* _Vorliegender Auszug_:
★ ★ ★ ★
Andres Veiel wurde 1959 in Stuttgart geboren. Er studierte Psychologie in Berlin und absolvierte eine Regieausbildung. Bekannt wurde er 2001 mit seinem Dokumentarfilm "Black Box BRD", 2004 folgten "Die Spielwütigen". 2005 wurde mit "Der Kick" sein Dokumentar-Theaterstück uraufgeführt. 2011 hatte sein erster Spielfilm "Wer wenn nicht wir" Deutschland-Premiere. Der Film erhielt zahlreiche Preise, darunter den Alfred-Bauer-Preis der Berlinale sowie den Deutschen Filmpreis in Bronze für den Besten Spielfilm.
★ ★ ★ ★
* _Auszug aus Datensatz_:
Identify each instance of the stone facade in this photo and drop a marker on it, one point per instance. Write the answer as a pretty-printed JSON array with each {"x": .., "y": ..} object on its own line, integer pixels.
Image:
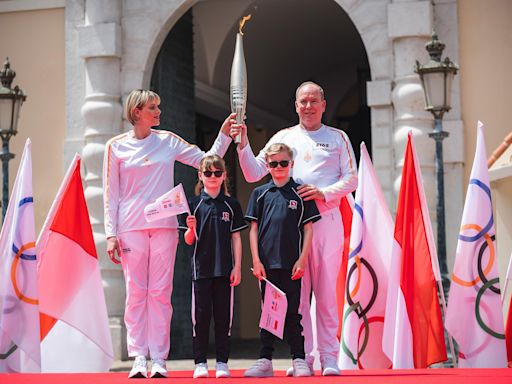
[{"x": 112, "y": 48}]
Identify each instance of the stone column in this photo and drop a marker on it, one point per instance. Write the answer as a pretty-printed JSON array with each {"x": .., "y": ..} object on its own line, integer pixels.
★ ★ ★ ★
* _Die Aufgabe_:
Prüfe, ob diese drei Aussagen mit dem Text über Andres Veiel übereinstimmen. Antworte jeweils mit Ja oder Nein und führe die entscheidenden Worte des Textes wörtlich an.
1. Andres Veiel studierte Psychologie in Stuttgart.
2. "Der Kick" wurde 2005 uraufgeführt.
3. "Wer wenn nicht wir" war Veiels erster Spielfilm.
Die Daten spielen hierfür keine Rolle.

* _Die Antwort_:
1. Nein: „Er studierte Psychologie in Berlin“
2. Ja: „2005 wurde mit "Der Kick" sein Dokumentar-Theaterstück uraufgeführt.“
3. Ja: „2011 hatte sein erster Spielfilm "Wer wenn nicht wir" Deutschland-Premiere.“